Do I wish that I’d let go of that ridiculous idea a long time ago? Yes, but I can’t adjust the past. Better to understand now than never. I can stew in regret over the fact that I stubbornly stuck to a career path that made me unhappy because I didn’t know what else to do, or I can find gratitude that I’m learning to adjust my life now.
If you’d told me ten years ago – hell, even five years ago – that I’d quit my job, start living a nomadic lifestyle, teach yoga, write this blog, and want to become a multi-modality healer… yeah, I would’ve thought you were completely insane. I feel like I’ve been at least four totally different people, and I’m only halfway through my life. It’s hard not to obsess about where I could be if I’d learned what I know now when I was much younger, but that wasn’t my particular journey.
This is a somewhat extreme example of changing your mind – but it also isn’t. These large life transformations came about gradually through many small shifts and awakenings. I’ve had spurts of accelerated growth and also many long periods of stagnation. The size of the change doesn’t necessarily matter. It’s the openness to adjustment, to shifting, to moving with the flow of your particular storyline.

(Pointing records)

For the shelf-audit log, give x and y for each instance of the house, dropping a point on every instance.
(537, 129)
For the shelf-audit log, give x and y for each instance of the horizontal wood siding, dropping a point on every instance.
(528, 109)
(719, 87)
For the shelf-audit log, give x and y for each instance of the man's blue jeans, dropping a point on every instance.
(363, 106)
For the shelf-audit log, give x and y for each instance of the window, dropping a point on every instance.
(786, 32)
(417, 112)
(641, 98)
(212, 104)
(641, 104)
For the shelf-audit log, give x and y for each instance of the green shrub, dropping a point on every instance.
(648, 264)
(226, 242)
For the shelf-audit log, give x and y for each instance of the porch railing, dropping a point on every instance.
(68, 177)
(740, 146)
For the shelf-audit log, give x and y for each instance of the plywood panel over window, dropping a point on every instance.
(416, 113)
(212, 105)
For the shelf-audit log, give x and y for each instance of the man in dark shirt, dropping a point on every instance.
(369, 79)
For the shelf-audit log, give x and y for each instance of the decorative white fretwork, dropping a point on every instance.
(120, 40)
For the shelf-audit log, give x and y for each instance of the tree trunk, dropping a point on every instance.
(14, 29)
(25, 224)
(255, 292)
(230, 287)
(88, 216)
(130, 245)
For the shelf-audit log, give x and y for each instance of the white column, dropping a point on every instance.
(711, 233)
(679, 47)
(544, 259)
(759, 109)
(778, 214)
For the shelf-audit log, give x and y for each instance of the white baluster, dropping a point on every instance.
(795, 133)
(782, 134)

- _DIRECTIVES_
1. In the essay on changing your mind, how many totally different people does the writer feel they have been?
2. Reproduce the essay on changing your mind, starting at "If you’d told" and ending at "my particular journey.".

- _PROBLEM SOLUTIONS_
1. At least four.

2.
If you’d told me ten years ago – hell, even five years ago – that I’d quit my job, start living a nomadic lifestyle, teach yoga, write this blog, and want to become a multi-modality healer… yeah, I would’ve thought you were completely insane. I feel like I’ve been at least four totally different people, and I’m only halfway through my life. It’s hard not to obsess about where I could be if I’d learned what I know now when I was much younger, but that wasn’t my particular journey.